Article -
-.-.-

Kamala, Maya, and Shyamala in 1970. Image from The Truths We Hold.

One of Ms. Harris’s greatest tasks in the memoir is to reconcile her political past with the current call to dismantle and reimagine the criminal justice system. She crafts an unapologetic narrative of her career as a prosecutor; a history which has made it difficult for liberal voters, who condemn the failures of the criminal justice system (myself included), to warm to her as their vice presidential nominee. This history, she argues, has placed her at the forefront of criminal justice reform and compelled her to take a firm hand in defending the vulnerable. “I was going to be a prosecutor in my own image,” she writes (26).

When Ms. Harris began her career as an assistant District Attorney for Alameda County, 79 percent of elected prosecutors in the country were white men. Ms. Harris explains that at this time, criminal justice policy was trending towards a “tough on crime” stance, meaning harsher sentences and stronger police presence. Her colleagues around the country, including U.S. Senator Amy Klobuchar, who was the chief prosecutor in Minneapolis at the time, were known to be actively ramping up sentences and conviction rates (2). Ms. Harris was a member of a generation of prosecutors that saw a shift in values regarding crimes and convictions - and held the key to reform.

Image: Liz Hafalia/The Chronicle

Throughout her career as a prosecutor, Ms. Harris did indeed gain a reputation for being tough - largely on behalf of the female victims she defended. Fighting for women is a common thread throughout her time in the Alameda County DA’s office and tenure as San Francisco DA. She worked in a unit that focused on prosecuting sex crimes: she stood up for women and children who had been abused. She discusses working closely with mothers of homicide victims as District Attorney. These women empowered her to ensure that her office did not neglect homicide cases.

In my reading of the memoir, taking cases of rape and homicide seriously was Ms. Harris’s way of proving her toughness and gaining legitimacy as a woman in a male-dominated space; however, she did not let her attention waiver on the systematic inequalities that the criminal justice system so often reflects and perpetuates.

While Ms. Harris has been lauded for her reentry program, “Back on Track,” which helps formerly imprisoned people earn GEDs and complete community service so that their records may be expunged, she argues that her choice to focus on child truancy is what especially set her apart as a “progressive prosecutor.”

Image: Los Angeles Sentinel

Ms. Harris admits that her choice to take on child truancy issues seemed unexpected to many, but she confidently defends it as an effort to tackle the root of the problem of mass incarceration. She explains how she learned that more than 80 percent of imprisoned people were high school dropouts and how she went against the advice of her advisers in order to develop a truancy initiative that would keep kids in schools.

“The job of a progressive prosecutor is to look out for the overlooked, to speak up for those whose voices aren’t being heard, to see and address their causes of crime, not just their consequences, and to shine a light on the inequality and unfairness that lead to injustice,” she writes (49-50).

In the later chapters, Harris’s voice and votes as a Senator further distinguish her as a beacon to women and vulnerable communities in the midst of the Trump administration’s rhetoric of hate and oppression (she does not brush over the fact that she was elected to the U.S. Senate on the same night that Donald Trump was elected president). Ms. Harris spoke at the Women’s March on Washington just after being sworn in to the Senate, the day after Trump’s inauguration. “I talked about women’s issues,” she writes, “at least what I see as women’s issues: the economy, national security, health care, education, criminal justice reform, climate change.” Her political footing as an advocate for women would drive her to institute progressive legislation across the agenda.

-.-.-

Task 1 -
Answer the following questions using the review above.
(a) When Ms. Harris began as an assistant District Attorney for Alameda County, what percentage of elected prosecutors in the country were white men?
(b) What is the name of the reentry program for which Ms. Harris has been lauded?
(c) What share of imprisoned people did she learn were high school dropouts?

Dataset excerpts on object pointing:
-.-.-

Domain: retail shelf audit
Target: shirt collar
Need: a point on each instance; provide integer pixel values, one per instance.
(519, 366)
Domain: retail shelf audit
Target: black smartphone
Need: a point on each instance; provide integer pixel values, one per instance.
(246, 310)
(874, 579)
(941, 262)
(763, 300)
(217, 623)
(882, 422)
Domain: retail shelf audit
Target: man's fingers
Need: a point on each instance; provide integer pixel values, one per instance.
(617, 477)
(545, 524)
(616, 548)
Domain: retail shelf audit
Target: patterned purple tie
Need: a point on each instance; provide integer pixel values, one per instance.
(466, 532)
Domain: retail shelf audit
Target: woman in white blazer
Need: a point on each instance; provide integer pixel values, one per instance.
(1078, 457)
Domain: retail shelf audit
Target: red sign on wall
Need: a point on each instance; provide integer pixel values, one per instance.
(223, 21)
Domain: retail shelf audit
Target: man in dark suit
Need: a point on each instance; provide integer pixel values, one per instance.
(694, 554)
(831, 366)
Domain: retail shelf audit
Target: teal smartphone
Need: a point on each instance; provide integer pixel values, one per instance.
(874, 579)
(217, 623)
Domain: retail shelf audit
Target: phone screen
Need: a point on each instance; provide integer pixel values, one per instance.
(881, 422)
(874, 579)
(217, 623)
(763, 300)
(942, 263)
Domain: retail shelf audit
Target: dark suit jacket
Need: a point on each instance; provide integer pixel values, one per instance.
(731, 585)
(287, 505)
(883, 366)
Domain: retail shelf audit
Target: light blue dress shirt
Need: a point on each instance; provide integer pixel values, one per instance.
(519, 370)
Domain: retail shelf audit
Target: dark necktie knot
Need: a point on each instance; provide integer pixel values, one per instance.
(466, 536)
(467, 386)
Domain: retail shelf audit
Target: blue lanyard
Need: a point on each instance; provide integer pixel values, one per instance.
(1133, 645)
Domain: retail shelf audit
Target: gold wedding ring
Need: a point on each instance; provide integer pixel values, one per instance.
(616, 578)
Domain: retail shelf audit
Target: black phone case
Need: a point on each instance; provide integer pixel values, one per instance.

-.-.-

Task 2 -
Gather every line of the records that contains the word "smartphone".

Full output 1 -
(a) 79 percent.
(b) "Back on Track."
(c) More than 80 percent.

Full output 2 -
Target: black smartphone
Target: teal smartphone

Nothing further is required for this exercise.